== Vorliegendes Material ==
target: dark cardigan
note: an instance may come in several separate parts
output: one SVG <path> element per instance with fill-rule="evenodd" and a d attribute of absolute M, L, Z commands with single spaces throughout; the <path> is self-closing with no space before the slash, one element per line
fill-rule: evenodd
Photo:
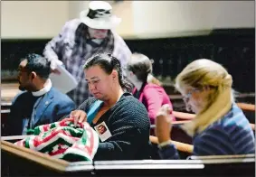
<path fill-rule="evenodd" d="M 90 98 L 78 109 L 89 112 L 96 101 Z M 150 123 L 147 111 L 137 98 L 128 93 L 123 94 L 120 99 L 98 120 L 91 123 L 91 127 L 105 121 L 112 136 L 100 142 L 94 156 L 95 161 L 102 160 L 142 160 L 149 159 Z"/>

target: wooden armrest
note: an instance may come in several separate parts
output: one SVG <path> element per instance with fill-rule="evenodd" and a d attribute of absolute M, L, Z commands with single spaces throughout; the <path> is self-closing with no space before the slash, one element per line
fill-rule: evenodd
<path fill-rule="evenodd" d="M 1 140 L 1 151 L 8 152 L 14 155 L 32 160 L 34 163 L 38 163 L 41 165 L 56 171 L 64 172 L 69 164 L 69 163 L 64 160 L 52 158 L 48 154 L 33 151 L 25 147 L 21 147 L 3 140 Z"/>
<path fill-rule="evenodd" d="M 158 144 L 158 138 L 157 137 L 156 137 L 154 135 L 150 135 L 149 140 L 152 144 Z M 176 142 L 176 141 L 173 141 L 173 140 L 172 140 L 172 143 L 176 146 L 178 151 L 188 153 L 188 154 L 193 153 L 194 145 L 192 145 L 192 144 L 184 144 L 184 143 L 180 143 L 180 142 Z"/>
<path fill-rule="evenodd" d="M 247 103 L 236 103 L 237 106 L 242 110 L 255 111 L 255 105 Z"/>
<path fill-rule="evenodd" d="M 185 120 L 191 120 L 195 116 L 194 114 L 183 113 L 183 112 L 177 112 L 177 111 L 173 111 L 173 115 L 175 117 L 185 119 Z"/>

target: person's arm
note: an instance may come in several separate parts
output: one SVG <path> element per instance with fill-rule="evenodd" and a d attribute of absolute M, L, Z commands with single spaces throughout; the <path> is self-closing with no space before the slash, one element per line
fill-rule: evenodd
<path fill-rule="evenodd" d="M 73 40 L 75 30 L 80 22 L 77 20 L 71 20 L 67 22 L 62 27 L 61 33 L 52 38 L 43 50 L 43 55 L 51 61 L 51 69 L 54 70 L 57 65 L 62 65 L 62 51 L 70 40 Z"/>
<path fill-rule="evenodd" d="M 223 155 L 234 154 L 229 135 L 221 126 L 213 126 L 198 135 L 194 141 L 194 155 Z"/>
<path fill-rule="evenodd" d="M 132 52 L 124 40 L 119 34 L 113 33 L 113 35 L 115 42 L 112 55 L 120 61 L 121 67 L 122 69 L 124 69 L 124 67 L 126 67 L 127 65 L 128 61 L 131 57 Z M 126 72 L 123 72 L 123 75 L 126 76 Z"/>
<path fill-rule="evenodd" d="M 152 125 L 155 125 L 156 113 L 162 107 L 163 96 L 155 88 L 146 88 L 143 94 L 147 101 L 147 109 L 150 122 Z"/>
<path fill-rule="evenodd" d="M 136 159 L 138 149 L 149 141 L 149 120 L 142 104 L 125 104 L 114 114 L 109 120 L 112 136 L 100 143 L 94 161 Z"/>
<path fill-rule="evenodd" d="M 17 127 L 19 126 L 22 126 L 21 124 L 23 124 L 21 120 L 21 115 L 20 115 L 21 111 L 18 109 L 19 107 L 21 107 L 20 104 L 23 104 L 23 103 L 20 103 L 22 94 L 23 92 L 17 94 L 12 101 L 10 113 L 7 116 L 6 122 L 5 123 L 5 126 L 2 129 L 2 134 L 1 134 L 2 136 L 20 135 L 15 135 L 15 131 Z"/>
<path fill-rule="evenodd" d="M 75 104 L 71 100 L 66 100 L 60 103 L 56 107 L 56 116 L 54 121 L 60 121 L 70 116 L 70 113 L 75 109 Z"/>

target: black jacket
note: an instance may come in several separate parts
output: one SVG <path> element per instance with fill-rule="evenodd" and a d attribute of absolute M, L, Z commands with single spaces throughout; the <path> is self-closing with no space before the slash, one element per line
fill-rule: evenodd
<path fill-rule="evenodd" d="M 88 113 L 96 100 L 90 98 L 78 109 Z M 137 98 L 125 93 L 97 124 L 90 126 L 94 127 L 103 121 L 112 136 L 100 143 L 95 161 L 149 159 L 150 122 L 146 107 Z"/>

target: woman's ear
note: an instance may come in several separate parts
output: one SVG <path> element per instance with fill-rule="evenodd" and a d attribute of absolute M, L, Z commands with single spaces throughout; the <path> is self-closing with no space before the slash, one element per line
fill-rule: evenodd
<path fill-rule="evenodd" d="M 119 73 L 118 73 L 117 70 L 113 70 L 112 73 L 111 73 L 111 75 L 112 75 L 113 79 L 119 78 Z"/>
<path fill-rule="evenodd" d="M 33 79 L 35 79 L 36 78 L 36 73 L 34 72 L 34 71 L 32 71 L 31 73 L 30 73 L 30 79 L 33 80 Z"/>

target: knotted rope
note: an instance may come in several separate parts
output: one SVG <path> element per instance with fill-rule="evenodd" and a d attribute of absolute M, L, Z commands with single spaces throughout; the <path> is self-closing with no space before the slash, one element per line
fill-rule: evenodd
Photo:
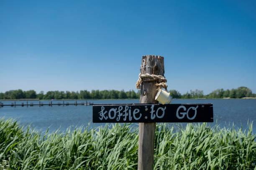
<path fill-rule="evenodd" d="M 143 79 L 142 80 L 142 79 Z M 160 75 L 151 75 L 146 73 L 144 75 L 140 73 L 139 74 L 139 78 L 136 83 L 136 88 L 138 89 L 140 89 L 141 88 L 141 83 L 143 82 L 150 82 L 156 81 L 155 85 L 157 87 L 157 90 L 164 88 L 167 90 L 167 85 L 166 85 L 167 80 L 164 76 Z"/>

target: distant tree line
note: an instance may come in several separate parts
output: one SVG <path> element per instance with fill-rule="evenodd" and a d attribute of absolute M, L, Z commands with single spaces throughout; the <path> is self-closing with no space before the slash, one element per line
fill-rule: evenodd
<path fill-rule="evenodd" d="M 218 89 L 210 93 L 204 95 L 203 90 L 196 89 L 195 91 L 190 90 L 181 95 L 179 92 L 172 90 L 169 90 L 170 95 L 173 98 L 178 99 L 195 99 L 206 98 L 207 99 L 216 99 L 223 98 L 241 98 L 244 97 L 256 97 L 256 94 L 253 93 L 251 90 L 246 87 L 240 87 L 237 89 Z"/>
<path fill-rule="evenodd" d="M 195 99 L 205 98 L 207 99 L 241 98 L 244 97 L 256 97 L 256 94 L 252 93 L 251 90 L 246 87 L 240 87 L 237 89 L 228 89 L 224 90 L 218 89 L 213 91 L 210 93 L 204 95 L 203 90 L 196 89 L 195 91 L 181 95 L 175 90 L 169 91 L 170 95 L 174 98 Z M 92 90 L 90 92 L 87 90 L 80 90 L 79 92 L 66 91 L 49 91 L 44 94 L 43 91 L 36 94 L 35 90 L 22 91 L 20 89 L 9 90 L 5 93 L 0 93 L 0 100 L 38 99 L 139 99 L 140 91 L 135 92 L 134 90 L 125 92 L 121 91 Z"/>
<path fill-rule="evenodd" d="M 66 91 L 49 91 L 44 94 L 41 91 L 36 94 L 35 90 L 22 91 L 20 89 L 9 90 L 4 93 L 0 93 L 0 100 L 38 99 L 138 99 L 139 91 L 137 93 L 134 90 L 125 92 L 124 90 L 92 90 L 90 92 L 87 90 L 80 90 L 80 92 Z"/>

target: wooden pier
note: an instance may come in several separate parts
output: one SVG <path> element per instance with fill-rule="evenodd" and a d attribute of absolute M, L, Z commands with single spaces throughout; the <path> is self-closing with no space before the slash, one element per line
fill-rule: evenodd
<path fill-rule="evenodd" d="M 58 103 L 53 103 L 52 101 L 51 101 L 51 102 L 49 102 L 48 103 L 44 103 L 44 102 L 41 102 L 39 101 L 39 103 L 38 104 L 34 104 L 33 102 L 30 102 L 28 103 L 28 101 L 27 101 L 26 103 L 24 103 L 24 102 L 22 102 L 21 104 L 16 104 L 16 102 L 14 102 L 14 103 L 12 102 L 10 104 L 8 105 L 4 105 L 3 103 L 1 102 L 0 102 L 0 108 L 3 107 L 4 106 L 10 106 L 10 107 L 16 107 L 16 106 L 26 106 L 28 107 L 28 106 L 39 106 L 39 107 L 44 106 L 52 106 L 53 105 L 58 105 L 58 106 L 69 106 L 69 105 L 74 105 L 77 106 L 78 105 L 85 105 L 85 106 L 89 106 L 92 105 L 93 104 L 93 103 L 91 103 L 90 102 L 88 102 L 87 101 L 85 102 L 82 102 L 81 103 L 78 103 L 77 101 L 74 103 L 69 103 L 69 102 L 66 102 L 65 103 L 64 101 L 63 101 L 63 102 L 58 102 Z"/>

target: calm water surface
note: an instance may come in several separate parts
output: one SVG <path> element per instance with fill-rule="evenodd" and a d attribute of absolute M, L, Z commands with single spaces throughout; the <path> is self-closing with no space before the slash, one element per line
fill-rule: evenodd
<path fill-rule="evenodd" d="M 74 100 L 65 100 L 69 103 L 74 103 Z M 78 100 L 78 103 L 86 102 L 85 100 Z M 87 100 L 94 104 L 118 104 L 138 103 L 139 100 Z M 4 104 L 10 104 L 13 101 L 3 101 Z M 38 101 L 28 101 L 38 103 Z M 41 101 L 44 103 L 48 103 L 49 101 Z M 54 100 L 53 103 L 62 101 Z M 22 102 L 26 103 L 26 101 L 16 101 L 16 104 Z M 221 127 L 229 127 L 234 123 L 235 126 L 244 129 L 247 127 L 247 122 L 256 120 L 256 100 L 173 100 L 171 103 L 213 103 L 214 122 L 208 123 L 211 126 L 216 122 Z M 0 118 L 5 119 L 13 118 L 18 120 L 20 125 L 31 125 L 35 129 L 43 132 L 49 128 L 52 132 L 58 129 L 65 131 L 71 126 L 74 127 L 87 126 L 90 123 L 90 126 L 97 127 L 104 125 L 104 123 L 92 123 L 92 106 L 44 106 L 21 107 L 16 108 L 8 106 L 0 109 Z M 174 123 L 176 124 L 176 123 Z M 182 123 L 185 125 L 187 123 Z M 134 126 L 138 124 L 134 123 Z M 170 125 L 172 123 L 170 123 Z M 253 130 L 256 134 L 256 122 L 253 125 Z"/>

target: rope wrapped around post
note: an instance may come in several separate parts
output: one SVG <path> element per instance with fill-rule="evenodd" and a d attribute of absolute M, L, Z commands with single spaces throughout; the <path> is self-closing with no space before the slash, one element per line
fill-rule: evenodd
===
## Zu bearbeiten
Gib aus dem Material oben alles von der Zeile mit „target: woman's ear“ bis hinunter zur Zeile mit „33 79 L 35 79“ als nummerierte Liste wieder, beide Zeilen eingeschlossen. Leerzeilen lässt du weg.

## Lösung folgt
1. target: woman's ear
2. note: an instance may come in several separate parts
3. output: one SVG <path> element per instance with fill-rule="evenodd" and a d attribute of absolute M, L, Z commands with single spaces throughout; the <path> is self-closing with no space before the slash, one element per line
4. fill-rule: evenodd
5. <path fill-rule="evenodd" d="M 119 73 L 118 73 L 117 70 L 113 70 L 112 73 L 111 73 L 111 75 L 112 75 L 113 79 L 119 78 Z"/>
6. <path fill-rule="evenodd" d="M 33 79 L 35 79 L 36 78 L 36 73 L 34 72 L 34 71 L 32 71 L 31 73 L 30 73 L 30 79 L 33 80 Z"/>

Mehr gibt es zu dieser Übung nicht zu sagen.